▶ **TASK REQUIREMENTS**
Reproduce the line that holds "of the paved" together with all the lines after it up to the end of the entries.

________

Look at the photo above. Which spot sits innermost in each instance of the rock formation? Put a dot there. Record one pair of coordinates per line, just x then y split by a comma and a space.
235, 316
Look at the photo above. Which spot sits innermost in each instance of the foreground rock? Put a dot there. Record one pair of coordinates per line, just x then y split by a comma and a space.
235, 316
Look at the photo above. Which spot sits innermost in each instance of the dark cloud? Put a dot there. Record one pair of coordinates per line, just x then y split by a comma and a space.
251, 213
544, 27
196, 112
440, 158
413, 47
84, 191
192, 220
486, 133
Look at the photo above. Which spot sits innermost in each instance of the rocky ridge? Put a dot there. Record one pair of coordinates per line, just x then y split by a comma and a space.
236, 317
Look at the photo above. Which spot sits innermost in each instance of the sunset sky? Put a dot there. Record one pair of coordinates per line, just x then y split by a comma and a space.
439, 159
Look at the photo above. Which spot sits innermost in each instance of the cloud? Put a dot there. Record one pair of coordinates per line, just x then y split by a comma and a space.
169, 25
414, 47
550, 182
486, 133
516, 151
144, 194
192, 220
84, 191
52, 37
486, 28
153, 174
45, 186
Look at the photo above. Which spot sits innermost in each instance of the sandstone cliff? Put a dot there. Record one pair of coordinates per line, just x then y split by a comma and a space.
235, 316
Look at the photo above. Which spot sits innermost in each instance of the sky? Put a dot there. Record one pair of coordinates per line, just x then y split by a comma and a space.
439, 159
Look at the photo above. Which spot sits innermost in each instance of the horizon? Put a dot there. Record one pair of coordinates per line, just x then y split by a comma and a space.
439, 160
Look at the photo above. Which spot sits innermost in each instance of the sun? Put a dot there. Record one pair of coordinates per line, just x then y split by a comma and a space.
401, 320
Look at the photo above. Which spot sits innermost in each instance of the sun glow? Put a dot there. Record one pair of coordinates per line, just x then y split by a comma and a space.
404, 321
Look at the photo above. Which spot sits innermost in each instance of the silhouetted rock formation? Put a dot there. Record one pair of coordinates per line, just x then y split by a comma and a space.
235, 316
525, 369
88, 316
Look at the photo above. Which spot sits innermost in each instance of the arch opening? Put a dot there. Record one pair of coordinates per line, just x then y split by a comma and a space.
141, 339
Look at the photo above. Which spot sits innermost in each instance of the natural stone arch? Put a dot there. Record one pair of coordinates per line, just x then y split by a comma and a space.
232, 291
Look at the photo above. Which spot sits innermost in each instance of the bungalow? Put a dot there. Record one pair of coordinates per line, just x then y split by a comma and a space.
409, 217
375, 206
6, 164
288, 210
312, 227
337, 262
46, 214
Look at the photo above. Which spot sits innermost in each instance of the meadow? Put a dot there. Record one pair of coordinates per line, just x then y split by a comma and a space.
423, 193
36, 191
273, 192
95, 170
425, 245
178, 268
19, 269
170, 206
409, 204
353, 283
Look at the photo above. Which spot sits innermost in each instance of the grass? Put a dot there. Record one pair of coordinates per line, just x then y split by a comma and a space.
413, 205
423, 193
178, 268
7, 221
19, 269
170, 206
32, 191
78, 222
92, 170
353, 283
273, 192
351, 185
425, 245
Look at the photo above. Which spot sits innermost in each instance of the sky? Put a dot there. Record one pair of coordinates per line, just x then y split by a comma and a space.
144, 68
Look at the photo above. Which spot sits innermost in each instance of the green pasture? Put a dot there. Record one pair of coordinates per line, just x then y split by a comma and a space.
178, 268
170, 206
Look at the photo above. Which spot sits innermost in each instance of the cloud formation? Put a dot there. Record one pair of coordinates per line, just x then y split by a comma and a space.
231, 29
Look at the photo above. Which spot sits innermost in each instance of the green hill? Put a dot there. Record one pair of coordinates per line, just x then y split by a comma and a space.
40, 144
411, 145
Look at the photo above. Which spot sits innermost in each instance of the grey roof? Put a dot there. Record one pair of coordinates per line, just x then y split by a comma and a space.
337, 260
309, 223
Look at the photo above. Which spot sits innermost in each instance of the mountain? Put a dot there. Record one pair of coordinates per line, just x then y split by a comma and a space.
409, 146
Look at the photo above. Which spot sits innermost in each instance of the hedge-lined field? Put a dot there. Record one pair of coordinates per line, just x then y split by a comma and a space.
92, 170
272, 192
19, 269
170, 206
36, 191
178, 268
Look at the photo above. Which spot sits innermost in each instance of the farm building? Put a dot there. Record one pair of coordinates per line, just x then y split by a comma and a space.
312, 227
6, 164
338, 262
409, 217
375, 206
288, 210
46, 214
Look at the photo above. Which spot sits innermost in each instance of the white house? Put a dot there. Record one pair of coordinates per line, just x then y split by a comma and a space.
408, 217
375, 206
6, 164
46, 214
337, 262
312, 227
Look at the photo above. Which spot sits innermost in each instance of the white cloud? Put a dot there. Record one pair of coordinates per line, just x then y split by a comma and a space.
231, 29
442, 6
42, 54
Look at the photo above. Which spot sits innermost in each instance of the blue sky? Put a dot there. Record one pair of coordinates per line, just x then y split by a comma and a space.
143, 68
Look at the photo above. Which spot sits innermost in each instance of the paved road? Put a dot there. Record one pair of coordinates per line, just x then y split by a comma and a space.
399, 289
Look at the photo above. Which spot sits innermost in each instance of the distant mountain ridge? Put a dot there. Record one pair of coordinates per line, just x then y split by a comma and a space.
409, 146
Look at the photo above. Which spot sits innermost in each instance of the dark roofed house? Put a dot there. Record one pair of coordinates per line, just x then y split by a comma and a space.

________

▶ **WRITTEN REPLY**
Look at the photo above. Which spot sits innermost in each instance of the paved road? Put a dot there. Record one pair of coordinates per line, just x then y split by a comma and a space.
399, 289
Look at the photo above. Which spot sits innermost in each instance of the distant mountain ridge? Put a dot there. Record one pair of coordinates per line, just x then y split by a comma and a space.
409, 146
Look at the photo above. Which spot sits innermost in each instance of the dark roofed house? Put a dot there. Record one pair of coordinates per line, just x then y split by a comma and a space.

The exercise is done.